Given request » Count the lines in the data below that contain the string "mirror", treating uppercase and lowercase as different. Reply with the number only.

* * *

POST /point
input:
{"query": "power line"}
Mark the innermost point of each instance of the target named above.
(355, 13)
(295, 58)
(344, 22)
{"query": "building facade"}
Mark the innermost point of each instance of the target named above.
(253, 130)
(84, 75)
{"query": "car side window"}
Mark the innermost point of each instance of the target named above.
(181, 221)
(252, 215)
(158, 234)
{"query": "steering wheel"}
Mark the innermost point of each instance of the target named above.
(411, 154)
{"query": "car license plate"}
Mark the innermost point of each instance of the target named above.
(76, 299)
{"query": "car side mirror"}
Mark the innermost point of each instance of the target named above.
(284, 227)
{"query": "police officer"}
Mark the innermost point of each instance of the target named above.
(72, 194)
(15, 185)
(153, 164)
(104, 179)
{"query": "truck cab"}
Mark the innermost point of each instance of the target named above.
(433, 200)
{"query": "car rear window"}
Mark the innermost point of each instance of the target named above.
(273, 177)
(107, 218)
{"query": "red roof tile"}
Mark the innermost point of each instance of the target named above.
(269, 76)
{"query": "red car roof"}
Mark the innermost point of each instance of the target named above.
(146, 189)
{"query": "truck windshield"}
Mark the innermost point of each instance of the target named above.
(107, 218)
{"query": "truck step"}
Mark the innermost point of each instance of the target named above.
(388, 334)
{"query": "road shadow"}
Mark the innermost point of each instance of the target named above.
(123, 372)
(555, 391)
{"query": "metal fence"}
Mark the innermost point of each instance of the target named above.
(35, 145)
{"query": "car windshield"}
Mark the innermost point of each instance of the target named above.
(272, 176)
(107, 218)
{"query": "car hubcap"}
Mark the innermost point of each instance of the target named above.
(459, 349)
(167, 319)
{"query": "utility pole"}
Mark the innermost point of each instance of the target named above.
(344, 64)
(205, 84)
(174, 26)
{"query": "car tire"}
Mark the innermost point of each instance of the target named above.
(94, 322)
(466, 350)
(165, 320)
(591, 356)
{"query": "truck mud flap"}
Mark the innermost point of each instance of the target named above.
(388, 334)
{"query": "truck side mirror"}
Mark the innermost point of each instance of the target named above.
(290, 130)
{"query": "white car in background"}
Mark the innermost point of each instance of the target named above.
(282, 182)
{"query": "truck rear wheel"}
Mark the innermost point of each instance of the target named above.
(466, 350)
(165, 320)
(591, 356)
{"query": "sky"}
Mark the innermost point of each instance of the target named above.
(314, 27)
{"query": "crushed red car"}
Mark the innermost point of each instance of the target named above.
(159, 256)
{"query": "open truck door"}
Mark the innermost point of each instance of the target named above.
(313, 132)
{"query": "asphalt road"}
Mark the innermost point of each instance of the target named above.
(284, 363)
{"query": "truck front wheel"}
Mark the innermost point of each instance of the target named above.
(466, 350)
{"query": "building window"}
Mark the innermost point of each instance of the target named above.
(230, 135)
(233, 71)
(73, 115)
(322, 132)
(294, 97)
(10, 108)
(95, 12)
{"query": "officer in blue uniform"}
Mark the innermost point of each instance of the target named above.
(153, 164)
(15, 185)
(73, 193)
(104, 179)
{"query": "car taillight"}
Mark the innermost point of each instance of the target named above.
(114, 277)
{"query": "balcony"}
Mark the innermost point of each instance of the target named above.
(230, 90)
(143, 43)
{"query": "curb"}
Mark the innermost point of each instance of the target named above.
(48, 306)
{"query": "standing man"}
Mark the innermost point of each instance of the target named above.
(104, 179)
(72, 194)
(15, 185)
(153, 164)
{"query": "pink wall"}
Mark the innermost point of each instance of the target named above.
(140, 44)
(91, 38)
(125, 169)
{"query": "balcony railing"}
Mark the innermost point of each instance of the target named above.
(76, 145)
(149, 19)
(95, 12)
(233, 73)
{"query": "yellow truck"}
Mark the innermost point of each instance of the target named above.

* * *

Finished task » 2